Task to carry out
Reproduce each line of the material precisely.

Source data below:

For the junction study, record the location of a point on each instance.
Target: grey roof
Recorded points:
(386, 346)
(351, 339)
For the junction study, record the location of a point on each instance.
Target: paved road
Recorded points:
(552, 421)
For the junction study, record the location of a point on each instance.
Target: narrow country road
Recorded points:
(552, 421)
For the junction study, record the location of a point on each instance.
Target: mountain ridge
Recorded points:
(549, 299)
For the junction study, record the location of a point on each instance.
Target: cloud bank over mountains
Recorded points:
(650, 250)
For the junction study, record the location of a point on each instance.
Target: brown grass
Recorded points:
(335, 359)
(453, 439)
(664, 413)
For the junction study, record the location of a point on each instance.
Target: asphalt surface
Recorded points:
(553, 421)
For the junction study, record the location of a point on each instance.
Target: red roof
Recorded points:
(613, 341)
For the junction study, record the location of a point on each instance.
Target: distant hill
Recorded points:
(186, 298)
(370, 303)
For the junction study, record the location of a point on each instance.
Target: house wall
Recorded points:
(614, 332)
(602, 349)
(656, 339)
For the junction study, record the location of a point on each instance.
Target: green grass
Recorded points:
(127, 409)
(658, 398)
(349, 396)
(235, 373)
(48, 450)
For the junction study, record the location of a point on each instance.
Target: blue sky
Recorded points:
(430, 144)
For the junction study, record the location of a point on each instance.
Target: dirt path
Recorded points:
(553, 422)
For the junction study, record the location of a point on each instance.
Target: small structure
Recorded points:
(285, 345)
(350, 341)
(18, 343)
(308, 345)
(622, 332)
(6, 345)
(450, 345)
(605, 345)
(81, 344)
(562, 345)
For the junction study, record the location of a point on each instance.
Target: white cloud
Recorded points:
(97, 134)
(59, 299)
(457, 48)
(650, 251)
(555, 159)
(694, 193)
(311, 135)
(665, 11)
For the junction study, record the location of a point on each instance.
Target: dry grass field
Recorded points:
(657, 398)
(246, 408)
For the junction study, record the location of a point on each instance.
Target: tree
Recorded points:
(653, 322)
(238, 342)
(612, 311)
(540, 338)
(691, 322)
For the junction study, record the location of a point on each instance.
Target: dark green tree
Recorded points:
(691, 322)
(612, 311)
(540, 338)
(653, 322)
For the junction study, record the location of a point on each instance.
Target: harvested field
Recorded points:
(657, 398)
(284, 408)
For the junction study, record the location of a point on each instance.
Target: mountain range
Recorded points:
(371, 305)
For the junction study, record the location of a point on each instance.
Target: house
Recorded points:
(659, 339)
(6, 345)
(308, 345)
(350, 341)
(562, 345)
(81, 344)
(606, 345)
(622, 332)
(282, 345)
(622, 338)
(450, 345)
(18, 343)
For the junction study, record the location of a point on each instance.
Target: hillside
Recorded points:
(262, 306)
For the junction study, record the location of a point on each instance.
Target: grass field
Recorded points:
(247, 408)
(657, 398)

End of Source data.

Solved exercise
For the junction study, record the location of a point on each instance.
Target: grey roof
Recorded points:
(386, 346)
(351, 339)
For the junction study, record the location of a point on each instance.
Target: paved road
Recorded points:
(552, 421)
For the junction study, record the location of a point on each instance.
Target: narrow country road
Recorded points:
(552, 421)
For the junction study, record the location of a point on each instance.
Target: mountain ridge
Recorded points:
(549, 299)
For the junction study, record the location of a point on each instance.
Target: cloud bank over mountains
Recorded points:
(650, 250)
For the junction study, record the location of a point on each instance.
Target: brown grass
Recorded points:
(335, 359)
(453, 439)
(664, 413)
For the junction study, record the location of a point on each instance.
Target: asphalt surface
Recorded points:
(553, 421)
For the junction study, record the location of a point on each instance.
Target: red roof
Recorded points:
(613, 341)
For the junction study, record the location of a point on each instance.
Target: distant hill
Recorded points:
(186, 298)
(370, 303)
For the junction study, record the location of a point on each instance.
Target: house wall
Recorded points:
(614, 332)
(602, 349)
(656, 339)
For the junction study, record the location of a point on each instance.
Target: green grass
Recorded points:
(127, 409)
(658, 398)
(349, 396)
(235, 373)
(48, 450)
For the junction study, record the location of a point on each instance.
Target: blue sky
Recorded points:
(430, 144)
For the junction study, record the location of a point on each instance.
Target: dirt path
Recorded points:
(553, 422)
For the junction study, record the location of a point on each instance.
Target: small structure
Recorded points:
(285, 345)
(350, 341)
(18, 343)
(308, 345)
(622, 332)
(6, 345)
(450, 345)
(605, 345)
(81, 344)
(562, 345)
For the junction study, record the location of a point on each instance.
Target: white cloud
Recorded points:
(97, 134)
(59, 299)
(457, 48)
(650, 251)
(555, 159)
(694, 193)
(311, 135)
(665, 11)
For the junction study, record the location of a point on each instance.
Target: dry grass field
Recorded points:
(657, 398)
(246, 408)
For the junction study, record the location of a point on each instance.
Target: tree
Recorded points:
(653, 322)
(238, 342)
(612, 311)
(540, 338)
(691, 322)
For the junction study, record the location of a point on each instance.
Target: dark green tree
Recorded points:
(691, 322)
(612, 311)
(540, 338)
(653, 322)
For the junction study, record the location of a point on each instance.
Target: harvested field
Recorded points:
(657, 398)
(284, 408)
For the junction study, record the location of a point on each instance.
Target: mountain range
Recorded points:
(371, 305)
For the junction study, record the location of a point on each instance.
Target: house
Recorded points:
(659, 339)
(6, 345)
(308, 345)
(350, 341)
(562, 345)
(81, 344)
(606, 345)
(622, 332)
(282, 345)
(622, 338)
(450, 345)
(18, 343)
For the junction study, record the location of a point on each instance.
Target: hillside
Recorded points:
(262, 306)
For the junction study, record the location of a point on each instance.
Target: grass field
Recorded points:
(247, 408)
(657, 398)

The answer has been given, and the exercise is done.